## [Assigned task]
Nothing in the entries may differ when you return them.

━━━ Data provided

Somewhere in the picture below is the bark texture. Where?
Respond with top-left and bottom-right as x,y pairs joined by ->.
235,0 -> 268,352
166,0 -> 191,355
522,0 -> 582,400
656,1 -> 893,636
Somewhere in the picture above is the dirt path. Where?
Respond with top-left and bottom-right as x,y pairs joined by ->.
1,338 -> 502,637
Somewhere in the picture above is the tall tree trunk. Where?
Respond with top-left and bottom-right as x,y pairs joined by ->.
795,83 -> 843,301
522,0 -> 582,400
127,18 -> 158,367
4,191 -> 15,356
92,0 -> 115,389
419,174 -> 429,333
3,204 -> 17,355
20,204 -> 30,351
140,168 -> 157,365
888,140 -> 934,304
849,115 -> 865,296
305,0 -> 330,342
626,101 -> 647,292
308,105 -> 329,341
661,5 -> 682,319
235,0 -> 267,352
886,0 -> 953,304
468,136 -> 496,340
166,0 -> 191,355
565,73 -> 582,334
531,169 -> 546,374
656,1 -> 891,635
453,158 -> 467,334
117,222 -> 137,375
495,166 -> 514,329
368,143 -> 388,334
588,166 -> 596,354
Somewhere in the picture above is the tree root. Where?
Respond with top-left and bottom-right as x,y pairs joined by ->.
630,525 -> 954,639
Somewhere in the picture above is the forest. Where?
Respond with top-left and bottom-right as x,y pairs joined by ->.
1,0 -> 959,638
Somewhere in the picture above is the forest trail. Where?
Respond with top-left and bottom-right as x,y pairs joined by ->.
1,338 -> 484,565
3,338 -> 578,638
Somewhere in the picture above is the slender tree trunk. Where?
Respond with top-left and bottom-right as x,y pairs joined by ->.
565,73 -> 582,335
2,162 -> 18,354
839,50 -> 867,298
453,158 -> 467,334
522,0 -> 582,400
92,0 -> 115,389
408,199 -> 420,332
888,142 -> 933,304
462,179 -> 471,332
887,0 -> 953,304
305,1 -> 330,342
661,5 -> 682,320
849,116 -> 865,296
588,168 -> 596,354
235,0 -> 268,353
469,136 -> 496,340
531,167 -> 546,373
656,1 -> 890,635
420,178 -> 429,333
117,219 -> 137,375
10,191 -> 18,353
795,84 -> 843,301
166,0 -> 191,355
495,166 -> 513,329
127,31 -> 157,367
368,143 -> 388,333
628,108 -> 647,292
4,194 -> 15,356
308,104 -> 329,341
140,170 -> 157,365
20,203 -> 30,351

━━━━━━

## [Worked solution]
Somewhere in the picture below is the bark texture. Where?
Respond with top-left and bottom-right as x,y pairs joined by ->.
235,0 -> 268,352
166,0 -> 191,355
522,0 -> 582,400
656,1 -> 893,636
Somewhere in the picture above is the dirt path. Where?
Respond with top-left and bottom-right as x,y pairs joined by ->.
1,338 -> 502,637
Somewhere in the picture above is the tall tree trunk. Where?
Respond with top-left and bottom-right as x,y pairs joined by ->.
795,83 -> 843,301
522,0 -> 582,400
127,18 -> 158,367
4,191 -> 15,356
92,0 -> 115,389
419,174 -> 429,333
3,204 -> 17,355
20,204 -> 30,351
140,168 -> 157,365
888,140 -> 934,304
849,115 -> 865,296
305,0 -> 330,342
626,101 -> 647,292
308,105 -> 329,341
661,5 -> 682,319
235,0 -> 267,352
886,0 -> 953,304
468,136 -> 496,340
166,0 -> 191,355
565,73 -> 582,334
531,169 -> 546,374
656,1 -> 891,635
453,158 -> 467,334
117,222 -> 137,375
495,166 -> 514,329
368,143 -> 388,334
588,166 -> 596,354
Somewhere in the picture above is the tree root. Where?
Respond with top-left and bottom-right as x,y pairs joined by ->.
630,525 -> 954,639
Somewhere in the picture above is the forest. Where?
Respond with top-left and bottom-right as x,y pairs joined by ->.
1,0 -> 959,638
Somewhere in the picture above is the forest trail. Where?
Respond with top-left and bottom-right as x,y pairs joined by ->.
1,338 -> 484,565
3,338 -> 578,638
Somewhere in the picture above is the slender tree trunk. Where?
Respond with top-left and bottom-right as x,y pairs joined by ->.
565,73 -> 582,335
2,162 -> 18,354
839,50 -> 867,298
453,158 -> 467,334
522,0 -> 582,400
92,0 -> 115,389
408,199 -> 420,332
888,142 -> 933,304
462,179 -> 471,332
887,0 -> 953,304
305,1 -> 330,342
661,5 -> 682,320
849,116 -> 865,296
588,168 -> 596,354
235,0 -> 268,353
469,136 -> 496,340
531,167 -> 546,373
656,1 -> 890,635
420,178 -> 429,333
117,219 -> 137,375
10,191 -> 18,353
795,84 -> 843,301
166,0 -> 191,355
495,166 -> 513,329
127,31 -> 157,367
368,143 -> 388,333
628,108 -> 647,292
4,194 -> 15,356
308,104 -> 329,341
140,170 -> 157,365
20,203 -> 30,351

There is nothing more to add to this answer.